[Location annotation dataset excerpts]

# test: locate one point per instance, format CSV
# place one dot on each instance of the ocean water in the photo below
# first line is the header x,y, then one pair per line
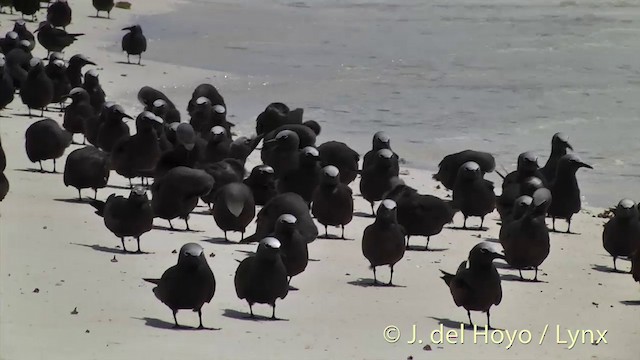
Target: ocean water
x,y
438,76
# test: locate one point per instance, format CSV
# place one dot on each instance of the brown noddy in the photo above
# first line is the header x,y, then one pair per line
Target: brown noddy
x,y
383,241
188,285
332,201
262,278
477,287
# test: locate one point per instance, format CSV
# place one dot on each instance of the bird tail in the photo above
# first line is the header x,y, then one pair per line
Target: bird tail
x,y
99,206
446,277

==

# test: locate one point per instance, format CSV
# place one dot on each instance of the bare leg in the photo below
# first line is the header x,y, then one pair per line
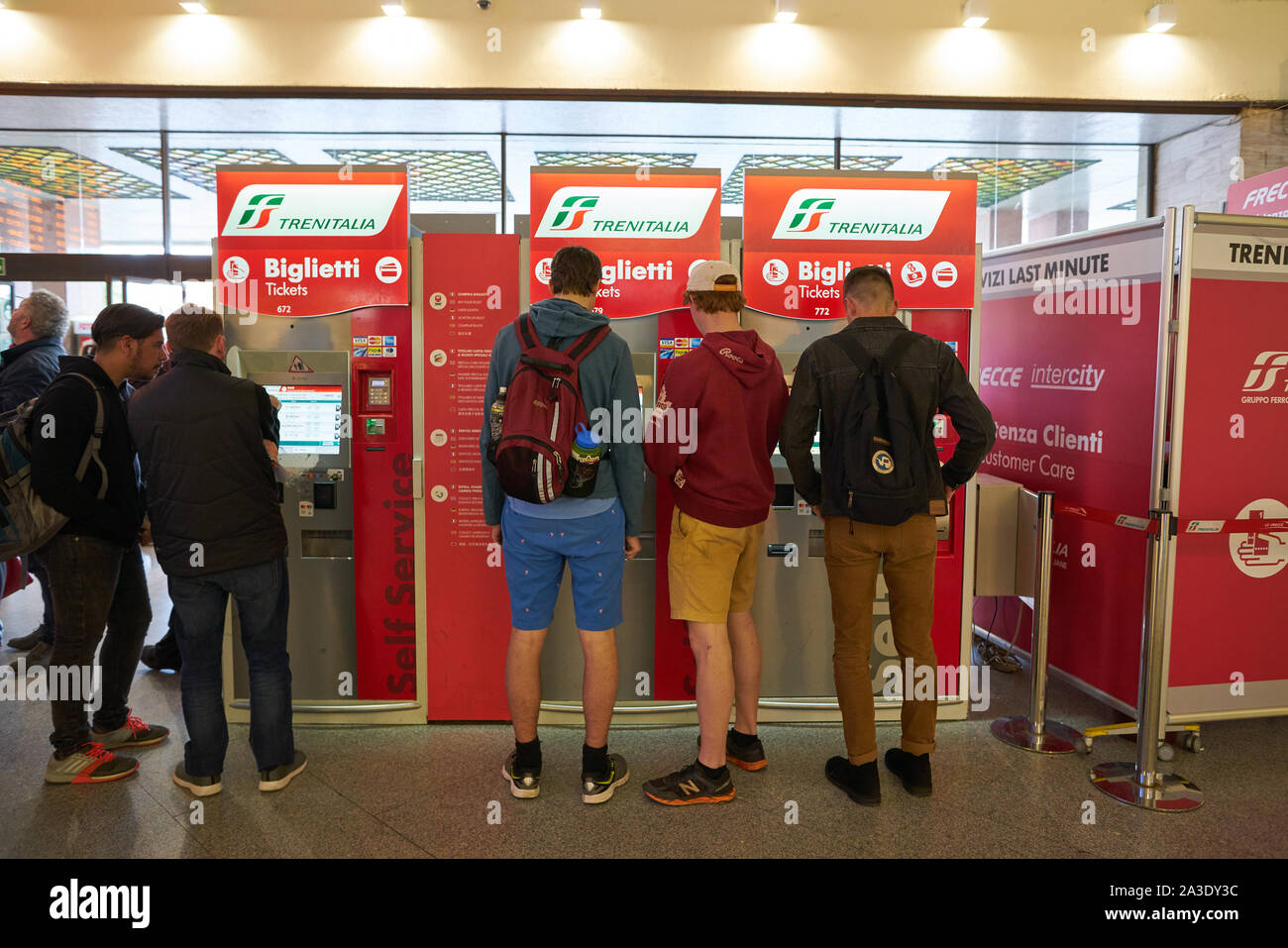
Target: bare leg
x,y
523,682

Prompt
Find every line in the rows above that contains the word "bare" and copy each of those lines.

Correct output
# place one dot on each instance of the bare leg in the photo below
Target: bare leg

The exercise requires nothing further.